* _Exercise aim_
Search the data below for the string "Give". Extract every line that contains it.

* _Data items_
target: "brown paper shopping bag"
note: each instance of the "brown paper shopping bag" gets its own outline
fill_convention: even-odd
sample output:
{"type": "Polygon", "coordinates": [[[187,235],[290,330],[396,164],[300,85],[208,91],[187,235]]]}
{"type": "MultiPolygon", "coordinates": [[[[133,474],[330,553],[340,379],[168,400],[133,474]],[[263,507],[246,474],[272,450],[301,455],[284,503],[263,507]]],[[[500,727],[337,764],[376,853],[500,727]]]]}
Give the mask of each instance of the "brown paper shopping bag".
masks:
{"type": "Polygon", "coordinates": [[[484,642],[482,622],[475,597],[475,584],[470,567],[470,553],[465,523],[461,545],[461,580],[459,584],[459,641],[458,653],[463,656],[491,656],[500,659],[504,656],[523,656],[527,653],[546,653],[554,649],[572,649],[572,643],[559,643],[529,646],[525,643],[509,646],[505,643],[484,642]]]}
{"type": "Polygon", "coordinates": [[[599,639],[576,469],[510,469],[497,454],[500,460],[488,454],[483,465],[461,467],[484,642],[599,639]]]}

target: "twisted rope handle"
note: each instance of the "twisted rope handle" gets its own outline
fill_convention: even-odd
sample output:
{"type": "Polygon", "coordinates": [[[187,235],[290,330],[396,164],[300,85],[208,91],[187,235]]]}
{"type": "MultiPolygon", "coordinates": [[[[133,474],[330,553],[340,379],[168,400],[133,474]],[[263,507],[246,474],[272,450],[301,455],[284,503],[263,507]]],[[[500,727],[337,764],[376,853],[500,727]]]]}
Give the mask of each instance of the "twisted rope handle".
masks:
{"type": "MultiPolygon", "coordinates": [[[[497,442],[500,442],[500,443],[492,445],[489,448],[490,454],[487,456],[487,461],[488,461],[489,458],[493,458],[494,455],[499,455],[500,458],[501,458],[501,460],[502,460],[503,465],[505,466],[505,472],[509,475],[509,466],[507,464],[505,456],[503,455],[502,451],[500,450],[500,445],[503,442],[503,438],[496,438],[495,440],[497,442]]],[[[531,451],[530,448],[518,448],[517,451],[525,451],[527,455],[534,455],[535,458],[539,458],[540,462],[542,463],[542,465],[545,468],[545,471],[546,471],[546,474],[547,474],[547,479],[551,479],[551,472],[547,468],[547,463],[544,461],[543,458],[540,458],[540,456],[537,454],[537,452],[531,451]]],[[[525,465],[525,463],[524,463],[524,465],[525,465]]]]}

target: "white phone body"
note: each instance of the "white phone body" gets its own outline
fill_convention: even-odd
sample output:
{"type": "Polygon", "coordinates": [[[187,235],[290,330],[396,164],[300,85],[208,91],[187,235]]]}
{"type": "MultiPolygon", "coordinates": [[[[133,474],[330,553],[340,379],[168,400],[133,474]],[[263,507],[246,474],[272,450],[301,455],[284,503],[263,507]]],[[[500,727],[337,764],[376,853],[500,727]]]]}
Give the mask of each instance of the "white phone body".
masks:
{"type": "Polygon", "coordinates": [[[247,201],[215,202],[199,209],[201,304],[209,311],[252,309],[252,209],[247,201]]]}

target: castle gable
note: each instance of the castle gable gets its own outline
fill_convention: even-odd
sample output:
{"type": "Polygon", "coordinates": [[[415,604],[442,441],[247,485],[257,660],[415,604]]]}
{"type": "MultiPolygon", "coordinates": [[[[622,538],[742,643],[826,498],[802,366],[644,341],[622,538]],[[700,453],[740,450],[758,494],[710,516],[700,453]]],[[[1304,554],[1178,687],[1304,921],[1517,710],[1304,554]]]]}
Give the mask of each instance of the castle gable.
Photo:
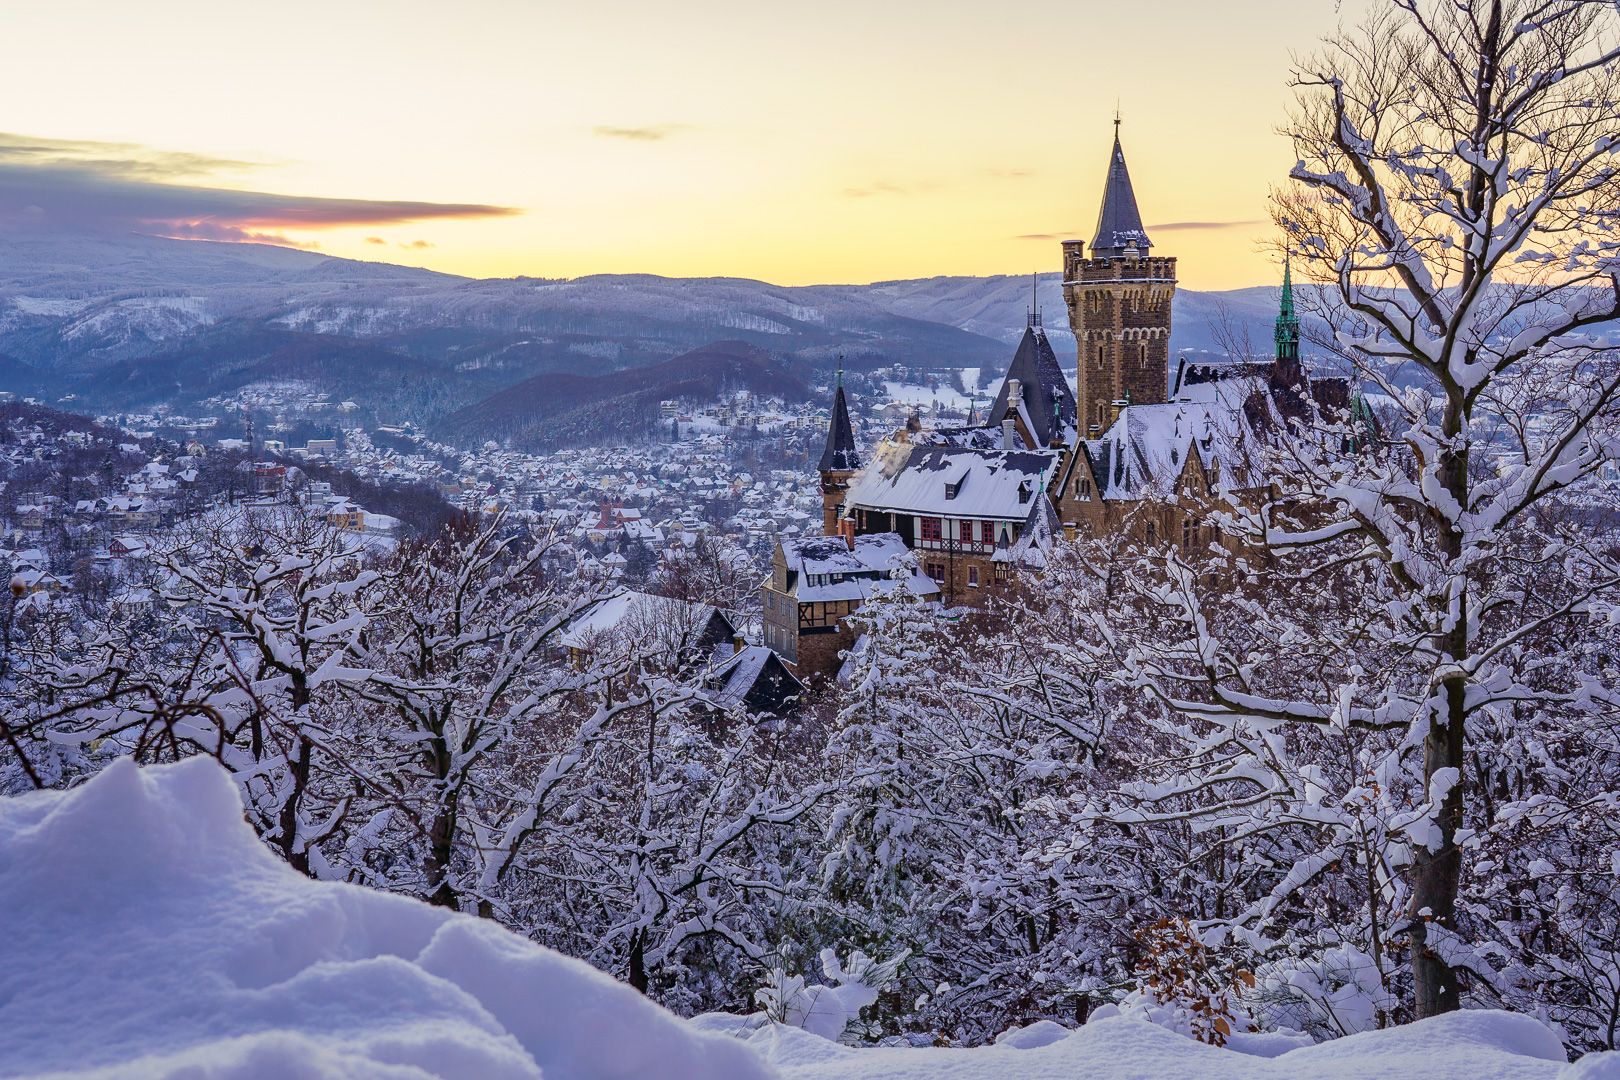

* _Expected answer_
Give the mask of each instance of the "brown paper shopping bag".
Give the mask of each instance of the "twisted rope handle".
Give the mask of each instance of the "white phone body".
Give the mask of each instance of the castle gable.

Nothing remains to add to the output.